--- SOURCE EXTRACT Enclosed Below ---

August was an extraordinarily busy month. Loan pricing volume exploded, and we bid $185MM throughout the month. Eight separate clients were represented in these sales and 38 of 42 sale offerings closed, resulting in a trade rate of 90.5%. This is a fantastic number well above the market rate. We expect increasing volatility in this area, especially with such a heavy slate of hospitality on the calendar. As we’ve noted in previous Snapshots, we’re executing exposure reduction strategies, where the objective is to selectively trim exposure within a pre-defined budget.
Although busy, the market has remained relatively stable. The month was notable for the continuation of existing trends rather than big positive or negative surprises. Trends discussed in prior snapshots include:
- Very strong investor interest and activity. 100-200 investor NDAs is common for any given deal. Exceptions have been at the high end; a large hotel portfolio saw a whopping 289 investor ND As!
- Investor registrations continue at a rapid pace. We are constantly augmenting our large buy-side database with advertising and direct calling and these efforts are bearing fruit. For example, our large volume of hospitality and healthcare loan sale offerings has attracted interest from sector specialists, including finance companies, private equity, and owner operators. Similarly, our large volume of NYC offerings has resulted in a spike in registrations from the NYC metro area.
- The number of bids per deal remains high. We are seeing a large spread throughout the field of bidders, but the spread is narrowing. We’ll continue to watch this over the coming months. Based on August bids, I suspect that investors at the low end of the range are listening to the Traders and either increasing their numbers, or not bidding. This is a healthy sign. Everyone likes to see strong participation, but we don’t want to waste anyone’s time. It’s pointless to bid if you’re 20 points off the market.

--- End of Enclosed SOURCE EXTRACT ---
--- GIVEN INFORMATION Enclosed Below ---

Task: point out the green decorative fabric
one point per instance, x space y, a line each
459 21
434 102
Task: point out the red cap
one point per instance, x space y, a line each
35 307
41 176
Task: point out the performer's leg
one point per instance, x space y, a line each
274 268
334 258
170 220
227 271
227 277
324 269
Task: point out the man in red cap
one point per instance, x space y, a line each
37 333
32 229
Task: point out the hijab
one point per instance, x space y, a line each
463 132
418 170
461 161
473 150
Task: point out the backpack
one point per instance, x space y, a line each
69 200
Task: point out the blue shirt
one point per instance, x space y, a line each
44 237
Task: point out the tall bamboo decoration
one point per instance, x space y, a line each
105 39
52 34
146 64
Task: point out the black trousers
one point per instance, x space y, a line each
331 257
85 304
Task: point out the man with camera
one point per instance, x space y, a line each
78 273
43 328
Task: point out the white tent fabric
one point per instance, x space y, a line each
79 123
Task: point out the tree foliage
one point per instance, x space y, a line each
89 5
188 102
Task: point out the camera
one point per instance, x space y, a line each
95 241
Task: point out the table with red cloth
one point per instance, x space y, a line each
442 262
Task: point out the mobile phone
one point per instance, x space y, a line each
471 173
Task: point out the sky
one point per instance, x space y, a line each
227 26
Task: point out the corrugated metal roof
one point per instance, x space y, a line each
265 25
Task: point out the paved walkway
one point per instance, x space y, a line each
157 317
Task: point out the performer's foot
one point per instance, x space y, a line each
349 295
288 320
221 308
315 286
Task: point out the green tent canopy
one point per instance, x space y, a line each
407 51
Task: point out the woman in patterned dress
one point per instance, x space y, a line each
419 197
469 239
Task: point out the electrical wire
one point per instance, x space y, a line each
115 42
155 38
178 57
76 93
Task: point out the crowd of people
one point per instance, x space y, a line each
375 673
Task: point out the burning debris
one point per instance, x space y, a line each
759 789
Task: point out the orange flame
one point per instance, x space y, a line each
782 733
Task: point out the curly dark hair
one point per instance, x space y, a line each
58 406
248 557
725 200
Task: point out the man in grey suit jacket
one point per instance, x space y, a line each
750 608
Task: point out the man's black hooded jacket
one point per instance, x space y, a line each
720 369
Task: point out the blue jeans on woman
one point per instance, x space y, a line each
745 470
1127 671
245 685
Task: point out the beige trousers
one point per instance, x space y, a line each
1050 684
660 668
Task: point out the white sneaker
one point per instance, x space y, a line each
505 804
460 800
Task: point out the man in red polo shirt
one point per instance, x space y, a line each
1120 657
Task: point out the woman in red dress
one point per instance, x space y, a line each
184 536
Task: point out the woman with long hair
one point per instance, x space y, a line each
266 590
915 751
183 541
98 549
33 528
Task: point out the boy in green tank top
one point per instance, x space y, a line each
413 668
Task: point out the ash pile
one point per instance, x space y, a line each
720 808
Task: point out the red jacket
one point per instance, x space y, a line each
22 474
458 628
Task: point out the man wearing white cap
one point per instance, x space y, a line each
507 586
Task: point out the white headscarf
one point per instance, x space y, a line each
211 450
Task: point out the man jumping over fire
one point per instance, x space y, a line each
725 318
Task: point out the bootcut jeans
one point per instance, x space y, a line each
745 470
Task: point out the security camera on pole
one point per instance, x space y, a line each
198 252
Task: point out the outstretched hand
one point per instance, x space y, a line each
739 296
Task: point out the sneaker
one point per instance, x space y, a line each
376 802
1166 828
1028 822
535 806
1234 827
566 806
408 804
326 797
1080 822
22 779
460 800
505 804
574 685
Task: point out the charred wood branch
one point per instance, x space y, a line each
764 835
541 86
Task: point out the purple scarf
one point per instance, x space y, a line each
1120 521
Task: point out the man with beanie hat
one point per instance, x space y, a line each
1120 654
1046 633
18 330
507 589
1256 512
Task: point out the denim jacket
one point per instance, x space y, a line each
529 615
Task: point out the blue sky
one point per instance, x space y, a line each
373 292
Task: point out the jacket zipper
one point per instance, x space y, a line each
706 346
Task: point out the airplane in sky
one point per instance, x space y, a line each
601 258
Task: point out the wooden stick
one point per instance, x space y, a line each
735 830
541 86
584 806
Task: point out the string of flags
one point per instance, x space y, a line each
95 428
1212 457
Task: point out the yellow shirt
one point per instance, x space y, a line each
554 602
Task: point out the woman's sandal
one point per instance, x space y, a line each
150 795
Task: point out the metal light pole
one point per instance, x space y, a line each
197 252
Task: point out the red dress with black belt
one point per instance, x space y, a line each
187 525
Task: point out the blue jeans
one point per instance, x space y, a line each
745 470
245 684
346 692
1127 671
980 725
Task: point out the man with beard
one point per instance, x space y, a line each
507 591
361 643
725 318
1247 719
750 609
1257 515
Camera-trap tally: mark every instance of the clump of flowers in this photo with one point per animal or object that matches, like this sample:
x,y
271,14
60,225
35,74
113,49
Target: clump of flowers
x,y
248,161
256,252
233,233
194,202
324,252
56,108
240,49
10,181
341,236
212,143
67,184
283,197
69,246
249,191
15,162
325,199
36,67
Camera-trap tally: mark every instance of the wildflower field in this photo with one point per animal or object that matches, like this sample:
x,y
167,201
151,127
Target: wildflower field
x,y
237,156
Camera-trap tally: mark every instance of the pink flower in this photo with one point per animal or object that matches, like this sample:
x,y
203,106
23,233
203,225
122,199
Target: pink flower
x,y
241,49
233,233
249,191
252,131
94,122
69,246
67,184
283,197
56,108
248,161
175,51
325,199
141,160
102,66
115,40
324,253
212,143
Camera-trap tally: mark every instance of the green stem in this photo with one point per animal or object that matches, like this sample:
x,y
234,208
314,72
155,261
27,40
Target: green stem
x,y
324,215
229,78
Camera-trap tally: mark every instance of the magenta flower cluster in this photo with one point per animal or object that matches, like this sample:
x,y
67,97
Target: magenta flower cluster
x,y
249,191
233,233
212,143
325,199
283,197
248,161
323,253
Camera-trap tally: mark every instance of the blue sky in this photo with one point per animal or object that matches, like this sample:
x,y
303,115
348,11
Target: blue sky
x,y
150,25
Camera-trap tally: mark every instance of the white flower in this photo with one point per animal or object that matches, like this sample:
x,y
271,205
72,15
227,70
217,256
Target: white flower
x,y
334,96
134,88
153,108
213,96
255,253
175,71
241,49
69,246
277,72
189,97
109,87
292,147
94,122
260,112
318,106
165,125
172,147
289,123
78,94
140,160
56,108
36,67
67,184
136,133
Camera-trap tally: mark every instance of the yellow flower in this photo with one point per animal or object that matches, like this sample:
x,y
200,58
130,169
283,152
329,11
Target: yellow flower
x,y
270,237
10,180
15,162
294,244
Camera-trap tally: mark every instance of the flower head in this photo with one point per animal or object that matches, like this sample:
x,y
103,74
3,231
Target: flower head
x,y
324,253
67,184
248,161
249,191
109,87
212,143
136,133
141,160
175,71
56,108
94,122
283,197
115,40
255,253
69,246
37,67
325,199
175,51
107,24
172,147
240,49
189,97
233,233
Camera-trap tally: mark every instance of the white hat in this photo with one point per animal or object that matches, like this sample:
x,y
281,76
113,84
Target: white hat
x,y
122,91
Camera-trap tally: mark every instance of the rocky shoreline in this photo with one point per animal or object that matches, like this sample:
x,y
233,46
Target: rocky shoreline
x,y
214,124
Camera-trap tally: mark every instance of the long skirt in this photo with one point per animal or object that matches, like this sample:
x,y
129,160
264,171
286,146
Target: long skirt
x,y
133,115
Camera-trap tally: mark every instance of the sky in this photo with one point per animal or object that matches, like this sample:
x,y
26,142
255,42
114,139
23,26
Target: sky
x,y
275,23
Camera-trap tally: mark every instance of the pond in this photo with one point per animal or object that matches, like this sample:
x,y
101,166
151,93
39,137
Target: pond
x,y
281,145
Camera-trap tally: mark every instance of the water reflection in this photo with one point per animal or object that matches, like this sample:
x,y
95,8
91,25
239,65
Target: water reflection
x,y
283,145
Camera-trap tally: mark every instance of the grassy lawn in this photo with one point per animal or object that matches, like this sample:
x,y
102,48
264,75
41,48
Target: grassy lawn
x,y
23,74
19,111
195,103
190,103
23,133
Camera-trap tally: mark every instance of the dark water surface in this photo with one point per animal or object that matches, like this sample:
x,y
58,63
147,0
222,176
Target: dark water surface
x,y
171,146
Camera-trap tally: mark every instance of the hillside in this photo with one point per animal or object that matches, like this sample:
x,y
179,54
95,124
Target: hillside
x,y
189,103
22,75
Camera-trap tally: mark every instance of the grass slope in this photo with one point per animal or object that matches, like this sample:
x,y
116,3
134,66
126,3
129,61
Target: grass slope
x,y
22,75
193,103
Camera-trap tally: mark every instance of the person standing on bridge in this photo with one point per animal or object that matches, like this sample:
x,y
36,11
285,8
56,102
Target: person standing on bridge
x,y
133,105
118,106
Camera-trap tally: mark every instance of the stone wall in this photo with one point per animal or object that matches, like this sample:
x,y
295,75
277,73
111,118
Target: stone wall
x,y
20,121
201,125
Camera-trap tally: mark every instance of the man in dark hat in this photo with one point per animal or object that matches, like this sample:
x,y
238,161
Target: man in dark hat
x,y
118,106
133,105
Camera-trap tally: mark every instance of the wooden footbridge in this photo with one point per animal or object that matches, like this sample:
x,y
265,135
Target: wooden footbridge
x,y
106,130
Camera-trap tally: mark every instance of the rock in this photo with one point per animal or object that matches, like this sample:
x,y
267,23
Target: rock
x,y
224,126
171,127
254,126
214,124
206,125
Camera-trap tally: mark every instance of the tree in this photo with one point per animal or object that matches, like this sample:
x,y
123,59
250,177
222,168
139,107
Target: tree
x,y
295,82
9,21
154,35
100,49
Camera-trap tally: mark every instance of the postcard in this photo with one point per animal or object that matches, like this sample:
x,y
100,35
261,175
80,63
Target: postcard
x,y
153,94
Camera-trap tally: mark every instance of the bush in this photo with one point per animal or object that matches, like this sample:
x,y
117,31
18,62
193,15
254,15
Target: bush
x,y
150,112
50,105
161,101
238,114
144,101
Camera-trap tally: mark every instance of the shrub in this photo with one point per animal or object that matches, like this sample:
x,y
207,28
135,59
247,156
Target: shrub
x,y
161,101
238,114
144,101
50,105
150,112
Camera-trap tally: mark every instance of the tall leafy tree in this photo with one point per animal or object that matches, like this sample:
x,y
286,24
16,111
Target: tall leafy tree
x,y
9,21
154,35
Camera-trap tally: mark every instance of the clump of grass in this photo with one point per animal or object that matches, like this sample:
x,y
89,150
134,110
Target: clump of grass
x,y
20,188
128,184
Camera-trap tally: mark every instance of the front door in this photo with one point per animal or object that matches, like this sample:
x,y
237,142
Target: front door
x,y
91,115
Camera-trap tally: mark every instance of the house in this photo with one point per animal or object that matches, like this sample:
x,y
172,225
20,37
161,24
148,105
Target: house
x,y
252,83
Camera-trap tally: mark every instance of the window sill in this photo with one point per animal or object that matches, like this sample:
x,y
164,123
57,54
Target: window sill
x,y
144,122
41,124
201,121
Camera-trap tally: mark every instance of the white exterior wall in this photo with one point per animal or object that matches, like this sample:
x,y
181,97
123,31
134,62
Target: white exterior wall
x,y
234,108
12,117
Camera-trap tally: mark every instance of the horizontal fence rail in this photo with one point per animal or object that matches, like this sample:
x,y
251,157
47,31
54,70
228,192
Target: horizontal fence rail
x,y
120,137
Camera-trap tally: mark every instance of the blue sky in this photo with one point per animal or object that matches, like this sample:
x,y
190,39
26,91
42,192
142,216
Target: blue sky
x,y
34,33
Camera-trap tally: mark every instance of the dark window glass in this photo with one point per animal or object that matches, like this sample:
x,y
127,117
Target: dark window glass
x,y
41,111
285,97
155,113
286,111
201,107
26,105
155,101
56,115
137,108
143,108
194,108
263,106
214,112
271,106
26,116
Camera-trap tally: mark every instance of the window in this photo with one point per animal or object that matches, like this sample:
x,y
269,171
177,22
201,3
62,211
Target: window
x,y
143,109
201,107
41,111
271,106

--- End of Enclosed GIVEN INFORMATION ---

### ABOUT THIS TASK
Continue the August loan sale market snapshot from its last sentence onward.

### RESULT OF THE TASK
- Hospitality sector exposure reduction. We’ve been in market with ~ $300MM and collected lots of data. While the primary origination market remains “no bid,” the secondary market is quite active. So, why and how is this possible? One way to think of it is that the primary market is like a light switch. Most banks and CMBS lenders are not lending on hotels, so the switch is off. On the other hand, the secondary market is like a dimmer switch. Nobody is buying at par, but what about 95%, 90%, 85%? At some price/yield point, the liquidity flows in, and this is exactly what we are experiencing. So, you might not love the price, nobody likes to sell loans below par, but you will find liquidity. Further, with access to hundreds of investors, you can be assured that you are receiving a true market price rather than being backed into a corner by one opportunistic investor.
- Small balance credits. We mentioned last month that numerous clients are seeing increasing referrals into special assets. These small credits consume a disproportionate amount of resources relative to their potential recovery dollars and several clients decided to exit in order to free up resources. We’ve done a series of sales and share some observations with the last sale below:
- Pricing smashed expectations, exceeded the reserve price by 25%! We attribute this in part to continuing demand-supply imbalance in the small balance commercial credit secondary market.
- Strong investor interest. 167 investor NDA’s executed to view the portfolio, and 12 final bids. Note that a final bid is just that, final, due diligence completed with no contingencies.
- Strong bids across the field. This was perhaps the most encouraging statistic. A majority exceeded reserve and any one of the top five would have been deemed an eye-popping number.